WHAT IS NEEDED:
Locate and copy every line in the items below that contains the string "young". Matching is case-sensitive.

DATASET EXCERPTS:
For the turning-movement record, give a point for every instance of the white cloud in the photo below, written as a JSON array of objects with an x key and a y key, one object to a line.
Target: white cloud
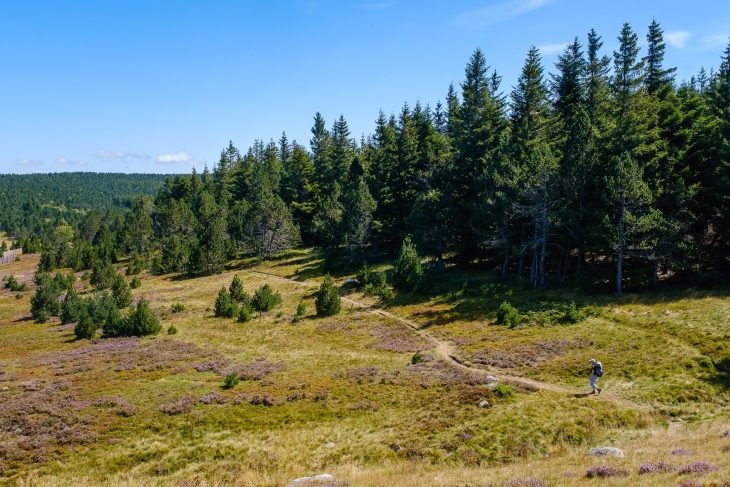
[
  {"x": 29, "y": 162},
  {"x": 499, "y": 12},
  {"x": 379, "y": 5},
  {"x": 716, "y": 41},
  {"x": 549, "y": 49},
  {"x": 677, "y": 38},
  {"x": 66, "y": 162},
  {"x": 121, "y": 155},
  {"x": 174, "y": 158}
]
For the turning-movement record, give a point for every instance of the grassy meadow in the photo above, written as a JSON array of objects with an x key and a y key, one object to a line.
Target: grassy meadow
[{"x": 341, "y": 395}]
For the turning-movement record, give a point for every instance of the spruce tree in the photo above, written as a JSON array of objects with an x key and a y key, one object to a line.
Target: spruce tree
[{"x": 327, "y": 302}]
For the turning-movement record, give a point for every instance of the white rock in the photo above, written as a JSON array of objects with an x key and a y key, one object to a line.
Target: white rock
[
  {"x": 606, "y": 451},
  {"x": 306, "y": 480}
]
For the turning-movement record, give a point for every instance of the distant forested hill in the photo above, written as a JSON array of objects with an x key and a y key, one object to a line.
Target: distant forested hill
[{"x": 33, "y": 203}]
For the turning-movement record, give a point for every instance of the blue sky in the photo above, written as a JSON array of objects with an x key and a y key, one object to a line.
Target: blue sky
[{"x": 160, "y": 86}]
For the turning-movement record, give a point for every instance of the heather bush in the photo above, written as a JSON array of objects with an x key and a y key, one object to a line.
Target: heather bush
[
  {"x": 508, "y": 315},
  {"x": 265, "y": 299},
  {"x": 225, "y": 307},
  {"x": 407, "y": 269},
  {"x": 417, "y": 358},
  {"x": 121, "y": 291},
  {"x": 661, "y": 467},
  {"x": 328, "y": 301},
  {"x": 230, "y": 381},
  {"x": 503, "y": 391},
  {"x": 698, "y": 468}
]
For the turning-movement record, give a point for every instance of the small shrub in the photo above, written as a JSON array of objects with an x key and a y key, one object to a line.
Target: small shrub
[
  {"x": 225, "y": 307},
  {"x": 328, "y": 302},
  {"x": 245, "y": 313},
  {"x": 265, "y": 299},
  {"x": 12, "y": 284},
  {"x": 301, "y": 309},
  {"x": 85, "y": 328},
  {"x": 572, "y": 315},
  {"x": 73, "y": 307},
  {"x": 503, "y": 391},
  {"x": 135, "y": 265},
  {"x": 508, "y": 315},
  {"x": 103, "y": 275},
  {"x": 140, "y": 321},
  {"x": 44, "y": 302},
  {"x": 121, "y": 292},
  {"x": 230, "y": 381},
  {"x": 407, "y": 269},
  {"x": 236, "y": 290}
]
--
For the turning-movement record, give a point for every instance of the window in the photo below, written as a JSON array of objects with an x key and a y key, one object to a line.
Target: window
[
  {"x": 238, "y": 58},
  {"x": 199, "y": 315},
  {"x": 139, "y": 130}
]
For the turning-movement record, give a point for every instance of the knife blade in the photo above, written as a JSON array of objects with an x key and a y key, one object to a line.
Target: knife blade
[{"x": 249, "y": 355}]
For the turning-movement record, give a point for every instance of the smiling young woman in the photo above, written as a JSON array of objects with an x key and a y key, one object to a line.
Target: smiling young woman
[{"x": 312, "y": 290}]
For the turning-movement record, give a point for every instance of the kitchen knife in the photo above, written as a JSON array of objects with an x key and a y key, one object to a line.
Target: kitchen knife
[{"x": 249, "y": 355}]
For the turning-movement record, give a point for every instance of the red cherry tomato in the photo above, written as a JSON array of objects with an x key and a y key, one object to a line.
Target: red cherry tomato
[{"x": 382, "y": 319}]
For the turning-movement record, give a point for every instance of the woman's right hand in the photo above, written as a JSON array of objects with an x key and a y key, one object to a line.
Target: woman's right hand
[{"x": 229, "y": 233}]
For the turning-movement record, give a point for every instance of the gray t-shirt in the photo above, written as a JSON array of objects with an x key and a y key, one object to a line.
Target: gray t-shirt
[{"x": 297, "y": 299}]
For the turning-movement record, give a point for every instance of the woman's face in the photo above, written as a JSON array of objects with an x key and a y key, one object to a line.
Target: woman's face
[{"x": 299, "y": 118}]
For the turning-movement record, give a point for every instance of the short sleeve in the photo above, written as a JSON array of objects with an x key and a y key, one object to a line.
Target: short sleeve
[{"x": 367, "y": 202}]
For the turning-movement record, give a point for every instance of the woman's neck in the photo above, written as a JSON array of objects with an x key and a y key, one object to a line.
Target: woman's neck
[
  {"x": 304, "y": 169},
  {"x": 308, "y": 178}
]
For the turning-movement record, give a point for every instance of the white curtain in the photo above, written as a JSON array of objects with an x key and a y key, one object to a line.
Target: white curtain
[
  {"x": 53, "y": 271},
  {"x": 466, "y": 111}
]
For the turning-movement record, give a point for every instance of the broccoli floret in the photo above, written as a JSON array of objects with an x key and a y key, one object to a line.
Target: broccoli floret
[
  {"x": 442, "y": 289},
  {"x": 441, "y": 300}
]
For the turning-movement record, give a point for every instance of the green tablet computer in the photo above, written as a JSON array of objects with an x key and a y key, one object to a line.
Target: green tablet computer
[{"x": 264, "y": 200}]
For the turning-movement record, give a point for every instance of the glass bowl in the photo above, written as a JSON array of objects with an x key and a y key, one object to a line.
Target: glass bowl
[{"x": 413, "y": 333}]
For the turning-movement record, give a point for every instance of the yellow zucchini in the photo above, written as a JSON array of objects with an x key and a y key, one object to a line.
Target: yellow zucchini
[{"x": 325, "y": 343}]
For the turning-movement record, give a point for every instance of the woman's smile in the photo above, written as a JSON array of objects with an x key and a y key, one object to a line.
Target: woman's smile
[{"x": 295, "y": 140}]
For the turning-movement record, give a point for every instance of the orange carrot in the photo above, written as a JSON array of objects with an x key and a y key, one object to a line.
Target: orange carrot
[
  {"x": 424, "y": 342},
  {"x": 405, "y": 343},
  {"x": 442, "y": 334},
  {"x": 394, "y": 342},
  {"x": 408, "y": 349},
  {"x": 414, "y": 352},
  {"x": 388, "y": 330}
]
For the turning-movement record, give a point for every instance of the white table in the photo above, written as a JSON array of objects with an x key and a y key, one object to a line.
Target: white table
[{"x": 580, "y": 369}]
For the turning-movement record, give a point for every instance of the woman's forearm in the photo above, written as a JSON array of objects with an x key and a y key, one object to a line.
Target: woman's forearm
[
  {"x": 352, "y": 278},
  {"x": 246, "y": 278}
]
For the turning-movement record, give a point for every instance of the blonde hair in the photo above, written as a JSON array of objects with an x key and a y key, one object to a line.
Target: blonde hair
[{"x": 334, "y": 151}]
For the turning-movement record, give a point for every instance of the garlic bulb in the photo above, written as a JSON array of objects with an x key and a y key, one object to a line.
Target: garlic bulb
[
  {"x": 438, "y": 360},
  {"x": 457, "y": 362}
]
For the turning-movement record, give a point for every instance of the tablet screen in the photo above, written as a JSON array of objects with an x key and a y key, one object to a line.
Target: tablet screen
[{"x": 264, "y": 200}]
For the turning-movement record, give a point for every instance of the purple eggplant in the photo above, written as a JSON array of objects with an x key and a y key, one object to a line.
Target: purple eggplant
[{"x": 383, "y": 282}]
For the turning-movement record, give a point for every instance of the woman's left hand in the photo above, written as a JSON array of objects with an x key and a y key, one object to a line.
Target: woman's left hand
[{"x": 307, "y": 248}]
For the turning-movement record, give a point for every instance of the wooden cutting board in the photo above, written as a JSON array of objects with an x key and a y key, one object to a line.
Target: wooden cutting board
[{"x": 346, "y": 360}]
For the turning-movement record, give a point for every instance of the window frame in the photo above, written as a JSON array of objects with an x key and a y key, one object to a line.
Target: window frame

ANSWER TO THE PROBLEM:
For the turning-movement record, give a point for every instance of the smiling young woman in the photo above, written as a JSON array of objects with an x key and a y key, one object to a line.
Target: smiling young woman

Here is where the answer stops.